Records from a dataset:
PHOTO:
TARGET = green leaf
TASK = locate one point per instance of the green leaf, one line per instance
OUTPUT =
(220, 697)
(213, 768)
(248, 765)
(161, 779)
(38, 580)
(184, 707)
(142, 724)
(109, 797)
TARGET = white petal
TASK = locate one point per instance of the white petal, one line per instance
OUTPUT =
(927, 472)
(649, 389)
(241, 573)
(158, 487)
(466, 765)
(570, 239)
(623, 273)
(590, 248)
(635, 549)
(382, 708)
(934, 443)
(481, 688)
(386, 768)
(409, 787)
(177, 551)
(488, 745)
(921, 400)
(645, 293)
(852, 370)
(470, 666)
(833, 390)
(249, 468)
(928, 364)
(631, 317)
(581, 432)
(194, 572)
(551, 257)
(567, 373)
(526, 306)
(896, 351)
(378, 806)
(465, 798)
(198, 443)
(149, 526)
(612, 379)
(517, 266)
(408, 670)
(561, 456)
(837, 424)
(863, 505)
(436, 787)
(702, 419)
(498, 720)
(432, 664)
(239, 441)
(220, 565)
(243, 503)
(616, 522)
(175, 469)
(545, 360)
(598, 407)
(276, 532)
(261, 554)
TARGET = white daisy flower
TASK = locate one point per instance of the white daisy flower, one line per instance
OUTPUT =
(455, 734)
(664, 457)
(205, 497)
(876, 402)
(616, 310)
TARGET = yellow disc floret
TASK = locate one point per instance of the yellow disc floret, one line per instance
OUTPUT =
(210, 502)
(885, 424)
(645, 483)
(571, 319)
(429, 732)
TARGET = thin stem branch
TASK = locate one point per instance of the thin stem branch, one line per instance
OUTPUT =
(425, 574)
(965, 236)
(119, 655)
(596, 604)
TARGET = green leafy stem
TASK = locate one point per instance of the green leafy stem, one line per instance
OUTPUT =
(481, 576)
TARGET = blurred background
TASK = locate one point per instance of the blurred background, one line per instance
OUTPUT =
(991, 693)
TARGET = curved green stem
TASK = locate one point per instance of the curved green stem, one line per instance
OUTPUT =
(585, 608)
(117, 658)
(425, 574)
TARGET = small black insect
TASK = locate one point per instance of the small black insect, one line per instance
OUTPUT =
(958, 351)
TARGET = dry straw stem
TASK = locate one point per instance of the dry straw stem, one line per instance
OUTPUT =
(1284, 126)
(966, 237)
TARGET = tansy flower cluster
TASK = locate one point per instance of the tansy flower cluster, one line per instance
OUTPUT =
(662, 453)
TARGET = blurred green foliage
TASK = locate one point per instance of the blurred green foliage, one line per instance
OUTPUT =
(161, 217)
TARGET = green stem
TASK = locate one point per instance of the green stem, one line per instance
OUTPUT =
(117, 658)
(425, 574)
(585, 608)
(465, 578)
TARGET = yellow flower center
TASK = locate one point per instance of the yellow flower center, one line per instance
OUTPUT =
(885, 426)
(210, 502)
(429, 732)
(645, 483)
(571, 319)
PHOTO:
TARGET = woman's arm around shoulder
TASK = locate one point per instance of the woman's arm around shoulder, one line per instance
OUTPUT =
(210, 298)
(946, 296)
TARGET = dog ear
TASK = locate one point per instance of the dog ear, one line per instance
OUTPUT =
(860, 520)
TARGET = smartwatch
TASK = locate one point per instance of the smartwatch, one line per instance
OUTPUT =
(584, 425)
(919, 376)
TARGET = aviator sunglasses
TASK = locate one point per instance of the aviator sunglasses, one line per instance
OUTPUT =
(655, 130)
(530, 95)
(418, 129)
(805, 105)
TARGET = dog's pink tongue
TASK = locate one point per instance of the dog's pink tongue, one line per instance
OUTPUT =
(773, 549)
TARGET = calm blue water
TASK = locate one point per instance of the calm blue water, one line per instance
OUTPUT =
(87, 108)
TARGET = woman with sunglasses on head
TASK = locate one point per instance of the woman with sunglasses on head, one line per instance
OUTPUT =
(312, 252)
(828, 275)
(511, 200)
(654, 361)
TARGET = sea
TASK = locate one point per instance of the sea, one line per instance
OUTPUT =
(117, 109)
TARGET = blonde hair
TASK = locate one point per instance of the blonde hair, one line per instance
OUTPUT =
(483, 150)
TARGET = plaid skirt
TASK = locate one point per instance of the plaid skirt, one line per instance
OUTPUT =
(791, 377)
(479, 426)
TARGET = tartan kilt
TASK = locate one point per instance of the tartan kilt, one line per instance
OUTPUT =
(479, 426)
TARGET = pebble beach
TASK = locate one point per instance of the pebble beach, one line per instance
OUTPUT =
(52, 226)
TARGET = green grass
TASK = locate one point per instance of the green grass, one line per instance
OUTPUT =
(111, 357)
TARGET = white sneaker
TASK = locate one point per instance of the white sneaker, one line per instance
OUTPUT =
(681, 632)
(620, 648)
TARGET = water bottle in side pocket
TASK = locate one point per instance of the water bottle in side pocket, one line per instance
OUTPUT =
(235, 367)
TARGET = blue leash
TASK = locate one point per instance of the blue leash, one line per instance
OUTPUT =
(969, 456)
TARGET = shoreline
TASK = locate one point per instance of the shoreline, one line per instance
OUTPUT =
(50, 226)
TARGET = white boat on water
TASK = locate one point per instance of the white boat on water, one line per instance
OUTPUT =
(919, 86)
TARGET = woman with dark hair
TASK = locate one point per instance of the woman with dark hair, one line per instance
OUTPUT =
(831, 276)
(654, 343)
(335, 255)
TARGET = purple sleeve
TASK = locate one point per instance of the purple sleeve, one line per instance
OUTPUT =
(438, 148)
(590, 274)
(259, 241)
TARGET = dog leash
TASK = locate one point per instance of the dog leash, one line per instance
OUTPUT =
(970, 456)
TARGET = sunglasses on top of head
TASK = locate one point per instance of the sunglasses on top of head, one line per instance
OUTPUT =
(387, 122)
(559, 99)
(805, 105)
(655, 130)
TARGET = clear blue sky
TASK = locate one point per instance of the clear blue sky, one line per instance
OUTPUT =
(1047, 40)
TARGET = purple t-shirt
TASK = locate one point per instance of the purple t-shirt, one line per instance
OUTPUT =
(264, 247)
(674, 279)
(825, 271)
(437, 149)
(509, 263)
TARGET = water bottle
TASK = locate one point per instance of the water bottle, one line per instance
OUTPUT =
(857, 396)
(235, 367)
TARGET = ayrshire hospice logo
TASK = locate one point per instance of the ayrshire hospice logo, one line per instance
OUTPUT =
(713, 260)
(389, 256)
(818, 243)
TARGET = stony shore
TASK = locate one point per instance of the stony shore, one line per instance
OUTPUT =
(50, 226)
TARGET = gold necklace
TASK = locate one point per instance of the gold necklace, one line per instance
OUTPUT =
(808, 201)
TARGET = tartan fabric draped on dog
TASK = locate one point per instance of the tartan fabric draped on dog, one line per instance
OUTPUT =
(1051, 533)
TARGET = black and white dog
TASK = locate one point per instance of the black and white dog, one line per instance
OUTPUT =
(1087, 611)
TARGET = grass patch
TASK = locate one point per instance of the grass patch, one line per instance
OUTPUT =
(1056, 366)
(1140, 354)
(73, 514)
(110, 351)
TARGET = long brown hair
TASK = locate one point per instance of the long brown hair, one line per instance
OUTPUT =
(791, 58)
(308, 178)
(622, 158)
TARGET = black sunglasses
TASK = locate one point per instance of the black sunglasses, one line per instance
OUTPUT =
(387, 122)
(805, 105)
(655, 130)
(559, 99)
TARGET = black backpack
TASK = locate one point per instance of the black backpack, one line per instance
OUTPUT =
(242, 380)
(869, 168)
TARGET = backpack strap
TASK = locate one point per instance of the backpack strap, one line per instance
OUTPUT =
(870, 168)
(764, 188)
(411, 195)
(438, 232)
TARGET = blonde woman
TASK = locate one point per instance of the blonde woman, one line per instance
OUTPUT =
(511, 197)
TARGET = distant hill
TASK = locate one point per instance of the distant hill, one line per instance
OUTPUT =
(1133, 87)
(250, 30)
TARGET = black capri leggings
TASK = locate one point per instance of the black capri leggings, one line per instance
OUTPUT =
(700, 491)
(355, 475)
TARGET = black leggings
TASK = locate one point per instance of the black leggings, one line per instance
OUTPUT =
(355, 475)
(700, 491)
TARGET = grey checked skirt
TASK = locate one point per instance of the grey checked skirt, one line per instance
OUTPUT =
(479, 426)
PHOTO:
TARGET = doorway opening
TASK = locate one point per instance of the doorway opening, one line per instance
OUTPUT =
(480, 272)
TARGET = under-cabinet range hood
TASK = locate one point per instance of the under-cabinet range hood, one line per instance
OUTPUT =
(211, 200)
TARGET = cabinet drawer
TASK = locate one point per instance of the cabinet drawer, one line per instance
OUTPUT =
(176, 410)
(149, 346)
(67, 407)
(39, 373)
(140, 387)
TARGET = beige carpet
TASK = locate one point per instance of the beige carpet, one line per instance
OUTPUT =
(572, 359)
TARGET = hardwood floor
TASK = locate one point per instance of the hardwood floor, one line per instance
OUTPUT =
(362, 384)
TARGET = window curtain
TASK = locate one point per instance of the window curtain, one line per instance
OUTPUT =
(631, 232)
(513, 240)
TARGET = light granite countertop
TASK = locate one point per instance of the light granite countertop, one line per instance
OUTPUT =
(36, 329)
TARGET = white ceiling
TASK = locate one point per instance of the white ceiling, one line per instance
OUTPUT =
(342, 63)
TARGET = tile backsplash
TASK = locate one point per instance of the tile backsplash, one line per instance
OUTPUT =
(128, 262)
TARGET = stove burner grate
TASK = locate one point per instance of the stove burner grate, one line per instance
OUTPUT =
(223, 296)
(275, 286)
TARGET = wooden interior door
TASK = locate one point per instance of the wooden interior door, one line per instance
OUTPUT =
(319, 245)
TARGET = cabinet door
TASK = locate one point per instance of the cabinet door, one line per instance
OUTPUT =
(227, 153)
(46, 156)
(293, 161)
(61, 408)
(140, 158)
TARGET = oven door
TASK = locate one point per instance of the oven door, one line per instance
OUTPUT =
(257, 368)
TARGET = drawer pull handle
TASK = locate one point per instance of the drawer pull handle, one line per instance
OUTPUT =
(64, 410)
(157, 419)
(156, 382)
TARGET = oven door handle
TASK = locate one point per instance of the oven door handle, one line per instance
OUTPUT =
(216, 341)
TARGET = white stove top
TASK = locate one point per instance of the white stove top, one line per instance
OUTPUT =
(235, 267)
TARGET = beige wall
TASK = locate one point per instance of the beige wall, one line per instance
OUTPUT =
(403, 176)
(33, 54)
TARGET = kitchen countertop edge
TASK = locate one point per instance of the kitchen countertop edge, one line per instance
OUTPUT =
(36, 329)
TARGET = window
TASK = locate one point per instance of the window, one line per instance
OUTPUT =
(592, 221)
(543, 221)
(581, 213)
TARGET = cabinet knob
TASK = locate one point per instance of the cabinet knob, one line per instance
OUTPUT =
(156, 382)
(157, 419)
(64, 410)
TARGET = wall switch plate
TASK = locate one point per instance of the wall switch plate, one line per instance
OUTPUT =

**Given request:**
Return, word for word, the lines of the entries from the line containing "TARGET = sunglasses on top of head" up to and including the line containing "(1051, 533)".

**Task answer:**
TARGET = sunglasses on top of head
TASK = locate one point per instance of the sunglasses on top of head, one line per instance
OUTPUT =
(387, 122)
(559, 99)
(805, 105)
(655, 130)
TARGET = clear blue sky
TASK = locate one point per instance of the clear blue sky, one line per instance
OUTPUT =
(1047, 40)
TARGET = purple t-shirt
TASK = locate one point per instance of the purple t-shirt, one line per instance
OUTPUT =
(264, 247)
(674, 279)
(825, 271)
(437, 149)
(509, 263)
TARGET = water bottle
TASK = locate one point per instance of the water bottle, one line per instance
OUTPUT =
(857, 396)
(235, 367)
TARGET = ayrshire hospice logo
TASK = locate one point per instance of the ayrshire hospice logo, one line per instance
OUTPUT =
(713, 260)
(389, 256)
(818, 243)
TARGET = stony shore
TASK = locate one point per instance of the stony shore, one line per instance
OUTPUT =
(50, 226)
TARGET = gold necklace
TASK = locate one point per instance of the gold necklace, one line per instance
OUTPUT =
(808, 201)
TARGET = tartan fabric draped on dog
TASK = locate one point per instance of the tartan fabric draped on dog, one line per instance
OUTPUT =
(1051, 533)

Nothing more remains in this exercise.